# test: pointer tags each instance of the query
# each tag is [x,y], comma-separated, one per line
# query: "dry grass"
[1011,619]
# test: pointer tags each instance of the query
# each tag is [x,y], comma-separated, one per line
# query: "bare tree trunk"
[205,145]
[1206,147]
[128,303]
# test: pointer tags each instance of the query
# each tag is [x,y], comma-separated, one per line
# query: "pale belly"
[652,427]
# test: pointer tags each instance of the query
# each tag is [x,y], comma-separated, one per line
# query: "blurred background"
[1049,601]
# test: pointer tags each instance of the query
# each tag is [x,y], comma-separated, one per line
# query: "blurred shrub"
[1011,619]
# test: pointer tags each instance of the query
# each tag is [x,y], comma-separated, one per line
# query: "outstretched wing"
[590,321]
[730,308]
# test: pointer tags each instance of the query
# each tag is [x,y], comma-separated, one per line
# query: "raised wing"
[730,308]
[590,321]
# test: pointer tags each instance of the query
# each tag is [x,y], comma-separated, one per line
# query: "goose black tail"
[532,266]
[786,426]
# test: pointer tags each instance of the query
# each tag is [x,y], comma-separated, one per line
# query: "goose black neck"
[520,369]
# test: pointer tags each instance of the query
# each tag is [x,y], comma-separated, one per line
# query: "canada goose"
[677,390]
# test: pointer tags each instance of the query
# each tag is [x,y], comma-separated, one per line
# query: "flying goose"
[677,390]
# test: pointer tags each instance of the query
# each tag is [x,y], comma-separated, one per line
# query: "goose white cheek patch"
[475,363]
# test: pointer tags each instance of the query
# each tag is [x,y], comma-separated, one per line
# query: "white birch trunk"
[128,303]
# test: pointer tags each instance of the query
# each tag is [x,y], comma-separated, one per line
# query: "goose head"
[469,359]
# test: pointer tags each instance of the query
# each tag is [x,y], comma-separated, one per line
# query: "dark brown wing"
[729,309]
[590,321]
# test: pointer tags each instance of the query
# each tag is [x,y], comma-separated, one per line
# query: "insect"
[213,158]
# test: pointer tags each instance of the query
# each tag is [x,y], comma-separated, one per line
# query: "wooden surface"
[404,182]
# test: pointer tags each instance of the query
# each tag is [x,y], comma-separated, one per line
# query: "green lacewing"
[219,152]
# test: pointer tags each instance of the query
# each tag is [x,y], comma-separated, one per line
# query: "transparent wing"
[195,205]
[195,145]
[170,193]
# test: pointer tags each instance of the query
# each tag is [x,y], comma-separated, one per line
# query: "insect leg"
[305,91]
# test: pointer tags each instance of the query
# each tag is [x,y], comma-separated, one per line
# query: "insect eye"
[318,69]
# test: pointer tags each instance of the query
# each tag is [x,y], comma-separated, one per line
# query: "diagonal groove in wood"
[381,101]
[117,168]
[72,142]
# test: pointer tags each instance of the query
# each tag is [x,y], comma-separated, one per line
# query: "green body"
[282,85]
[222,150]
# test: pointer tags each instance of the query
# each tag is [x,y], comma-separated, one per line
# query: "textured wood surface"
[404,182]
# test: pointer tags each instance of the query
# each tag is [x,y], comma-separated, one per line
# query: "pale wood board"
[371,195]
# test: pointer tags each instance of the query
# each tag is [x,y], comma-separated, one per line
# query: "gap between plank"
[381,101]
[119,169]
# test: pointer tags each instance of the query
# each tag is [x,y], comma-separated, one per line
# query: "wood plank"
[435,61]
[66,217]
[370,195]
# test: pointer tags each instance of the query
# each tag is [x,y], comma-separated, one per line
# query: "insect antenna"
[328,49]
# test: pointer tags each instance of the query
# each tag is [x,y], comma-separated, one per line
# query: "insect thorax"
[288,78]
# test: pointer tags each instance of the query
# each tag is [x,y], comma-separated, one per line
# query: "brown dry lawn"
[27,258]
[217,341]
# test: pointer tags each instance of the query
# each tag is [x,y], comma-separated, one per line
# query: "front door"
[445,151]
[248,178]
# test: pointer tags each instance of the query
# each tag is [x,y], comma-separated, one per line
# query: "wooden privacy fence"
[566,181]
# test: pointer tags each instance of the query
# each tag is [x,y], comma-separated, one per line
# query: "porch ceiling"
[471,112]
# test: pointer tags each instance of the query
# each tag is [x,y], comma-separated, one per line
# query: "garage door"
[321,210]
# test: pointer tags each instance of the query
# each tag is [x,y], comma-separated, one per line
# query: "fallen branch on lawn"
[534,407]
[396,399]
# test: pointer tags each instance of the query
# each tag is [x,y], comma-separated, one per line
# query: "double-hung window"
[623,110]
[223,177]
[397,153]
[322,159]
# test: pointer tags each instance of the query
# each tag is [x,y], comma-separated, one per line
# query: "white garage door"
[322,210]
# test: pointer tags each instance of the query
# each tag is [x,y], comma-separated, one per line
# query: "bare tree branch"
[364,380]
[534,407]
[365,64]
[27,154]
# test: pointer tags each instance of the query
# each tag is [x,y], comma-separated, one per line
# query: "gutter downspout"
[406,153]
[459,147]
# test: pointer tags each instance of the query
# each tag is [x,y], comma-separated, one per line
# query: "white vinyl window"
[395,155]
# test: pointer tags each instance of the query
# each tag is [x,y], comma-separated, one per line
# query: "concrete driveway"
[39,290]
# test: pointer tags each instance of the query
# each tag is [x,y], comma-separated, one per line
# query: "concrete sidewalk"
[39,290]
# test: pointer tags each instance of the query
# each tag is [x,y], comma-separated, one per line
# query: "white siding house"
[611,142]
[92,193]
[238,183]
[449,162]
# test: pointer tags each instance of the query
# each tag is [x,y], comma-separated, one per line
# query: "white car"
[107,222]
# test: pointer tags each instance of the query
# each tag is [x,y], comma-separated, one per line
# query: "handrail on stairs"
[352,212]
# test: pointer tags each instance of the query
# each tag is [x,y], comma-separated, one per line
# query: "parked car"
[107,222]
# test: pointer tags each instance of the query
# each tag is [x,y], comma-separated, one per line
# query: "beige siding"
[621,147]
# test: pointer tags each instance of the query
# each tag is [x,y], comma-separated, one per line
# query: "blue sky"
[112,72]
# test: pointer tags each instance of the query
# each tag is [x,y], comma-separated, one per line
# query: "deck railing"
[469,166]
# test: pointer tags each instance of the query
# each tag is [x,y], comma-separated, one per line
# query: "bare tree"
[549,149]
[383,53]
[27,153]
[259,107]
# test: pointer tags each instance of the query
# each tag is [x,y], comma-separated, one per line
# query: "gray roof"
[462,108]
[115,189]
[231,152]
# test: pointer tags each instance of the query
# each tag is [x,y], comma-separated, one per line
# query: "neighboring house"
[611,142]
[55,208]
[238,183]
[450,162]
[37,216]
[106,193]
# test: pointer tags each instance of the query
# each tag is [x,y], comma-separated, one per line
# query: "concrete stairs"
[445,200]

################

Directions: Retype all of the data exactly. Leave nothing out.

Answer to the exercise:
# test: pointer tags each instance of the query
# each tag is [x,y], comma-separated, one per line
# query: "dry grass"
[1011,619]
# test: pointer tags each instance of the query
# each tag is [x,y], comma-separated, one per line
# query: "bare tree trunk"
[205,145]
[1206,147]
[128,303]
# test: pointer tags each instance of the query
# each tag is [x,y], comma-separated, one per line
# query: "pale belly"
[652,427]
# test: pointer tags each instance of the query
# each tag is [x,y], comma-separated, one per line
# query: "blurred background"
[1049,601]
# test: pointer tags each instance of the query
# each tag is [x,y], comma-separated, one per line
# query: "blurred shrub"
[1011,619]
# test: pointer tags each instance of the query
# each tag is [x,y], comma-separated, one per line
# query: "outstretched wing"
[590,321]
[730,308]
# test: pointer tags each instance of the query
# each tag is [x,y], comma-separated, one per line
# query: "raised wing"
[730,308]
[590,321]
# test: pointer tags each instance of the query
# each tag is [x,y], comma-separated, one per line
# query: "goose black tail"
[532,266]
[786,426]
# test: pointer tags each instance of the query
# each tag is [x,y], comma-separated, one per line
# query: "goose black neck"
[520,369]
# test: pointer tags each instance of the query
# each tag is [x,y], comma-separated, one per line
# query: "canada goose"
[677,390]
# test: pointer tags each instance of the query
# each tag is [x,y], comma-separated, one per line
# query: "flying goose"
[677,390]
# test: pointer tags each instance of the query
# each tag is [x,y], comma-separated, one per line
# query: "goose white cheek patch"
[475,363]
# test: pointer tags each instance of the query
# each tag is [x,y], comma-separated, one per line
# query: "white birch trunk"
[128,303]
# test: pointer tags each instance of the query
# each tag is [x,y], comma-separated, one per line
# query: "goose head"
[469,359]
# test: pointer tags each instance of the query
# each tag is [x,y], comma-separated, one per line
# query: "dark brown wing"
[729,309]
[590,321]
# test: pointer tags each instance of the query
# each tag is [x,y], comma-separated, one per line
# query: "insect"
[213,158]
# test: pointer tags each instance of the query
# each tag is [x,y], comma-separated, one per line
# query: "wooden surface"
[404,182]
# test: pointer tags each instance of the query
# each tag is [x,y], comma-separated, one per line
# query: "green lacewing"
[219,152]
# test: pointer tags each instance of the query
# each tag is [x,y], comma-separated, one per line
# query: "transparent wing"
[195,205]
[195,145]
[170,193]
# test: pointer tags each instance of the query
# each tag is [x,y], comma-separated, one per line
# query: "insect leg"
[305,91]
# test: pointer tags each instance of the query
# each tag is [x,y], comma-separated, one per line
# query: "insect eye"
[318,69]
# test: pointer tags each instance of the query
# each tag is [x,y], comma-separated, one per line
# query: "diagonal groove in wood"
[381,101]
[117,168]
[72,142]
# test: pointer tags each instance of the query
# each tag is [x,y], comma-separated, one per line
# query: "green body"
[282,85]
[222,150]
# test: pointer tags each instance of the query
# each tag is [x,y], comma-separated, one per line
# query: "textured wood surface"
[404,182]
# test: pointer tags each instance of the query
# each tag is [x,y], comma-separated, one per line
# query: "pale wood board"
[371,195]
# test: pointer tags each instance of the query
# each tag is [x,y], comma-separated, one per line
# query: "gap between plank"
[381,101]
[119,169]
# test: pointer tags each instance of the query
# each tag is [x,y], comma-separated, one per line
# query: "wood plank"
[435,61]
[66,217]
[370,195]
# test: pointer tags each instance of the query
# each tag is [x,y], comma-separated, one per line
# query: "insect antenna"
[328,49]
# test: pointer tags each instance of the query
# each tag is [x,y], comma-separated, one per line
# query: "insect thorax"
[288,78]
# test: pointer tags each instance of the query
# each tag is [x,y], comma-separated, one per line
# query: "brown dry lawn"
[27,258]
[217,341]
# test: pointer tags each instance of the query
# each tag is [x,y], comma-separated, one per line
# query: "front door"
[445,151]
[248,178]
# test: pointer tags each instance of the query
# each tag is [x,y], comma-separated, one per line
# query: "wooden privacy fence"
[566,181]
# test: pointer tags each instance of the query
# each tag is [x,y], comma-separated, one per line
# query: "porch ceiling"
[471,112]
# test: pointer tags each instance of the query
# each tag is [x,y], comma-separated, one per line
# query: "garage door"
[321,210]
# test: pointer tags each instance of the query
# each tag is [x,y], comma-separated, one per line
# query: "fallen branch on lawn"
[534,407]
[396,399]
# test: pointer tags each instance of the query
# each tag is [x,y], comma-separated, one per line
# query: "double-hung window"
[623,110]
[223,177]
[397,153]
[322,159]
# test: pointer tags each instance of the query
# each tag is [x,y], comma-separated, one per line
# query: "white garage door"
[322,210]
# test: pointer tags each instance of the query
# each tag is [x,y], comma-separated, one per line
# query: "bare tree branch"
[364,380]
[534,407]
[365,64]
[27,154]
# test: pointer tags each instance of the query
# each tag is [x,y], comma-separated, one per line
# query: "gutter downspout"
[406,153]
[459,147]
# test: pointer tags each instance of the query
# each tag is [x,y], comma-separated, one per line
# query: "white vinyl window"
[395,155]
# test: pointer tags each instance of the query
# each tag is [x,y], comma-separated, one per line
# query: "concrete driveway"
[39,290]
# test: pointer tags each instance of the query
# each tag is [x,y], comma-separated, one per line
# query: "concrete sidewalk"
[39,290]
# test: pointer tags each instance of the query
# each tag is [x,y], comma-separated, one per line
# query: "white siding house"
[611,142]
[92,193]
[238,183]
[449,162]
# test: pointer tags each instance of the query
# each tag is [x,y], comma-separated, one per line
# query: "white car"
[107,222]
# test: pointer tags each instance of the query
# each tag is [x,y], comma-separated, one per line
# query: "handrail on stairs"
[352,212]
# test: pointer tags each instance of the query
# each tag is [x,y], comma-separated, one per line
# query: "parked car"
[107,222]
# test: pointer tags each instance of the query
# each tag is [x,y], comma-separated, one per line
# query: "beige siding"
[621,147]
# test: pointer tags each instance of the query
# each tag is [x,y], comma-separated, one per line
# query: "blue sky"
[112,72]
# test: pointer tags each instance of the query
# each tag is [x,y], comma-separated, one per line
# query: "deck railing"
[469,166]
# test: pointer tags each instance of the query
# each tag is [x,y], comma-separated, one per line
# query: "bare tree"
[549,149]
[383,53]
[27,153]
[259,107]
# test: pointer tags each instance of the query
# each tag is [x,y], comma-separated, one per line
# query: "gray roof"
[462,108]
[115,189]
[231,152]
# test: pointer tags each instance of the query
# each tag is [x,y], comma-separated, one per line
# query: "neighboring house"
[611,142]
[55,208]
[238,183]
[450,162]
[37,216]
[106,193]
# test: pointer tags each instance of the query
# each tag is [x,y], comma-separated, one per line
# query: "concrete stairs"
[445,200]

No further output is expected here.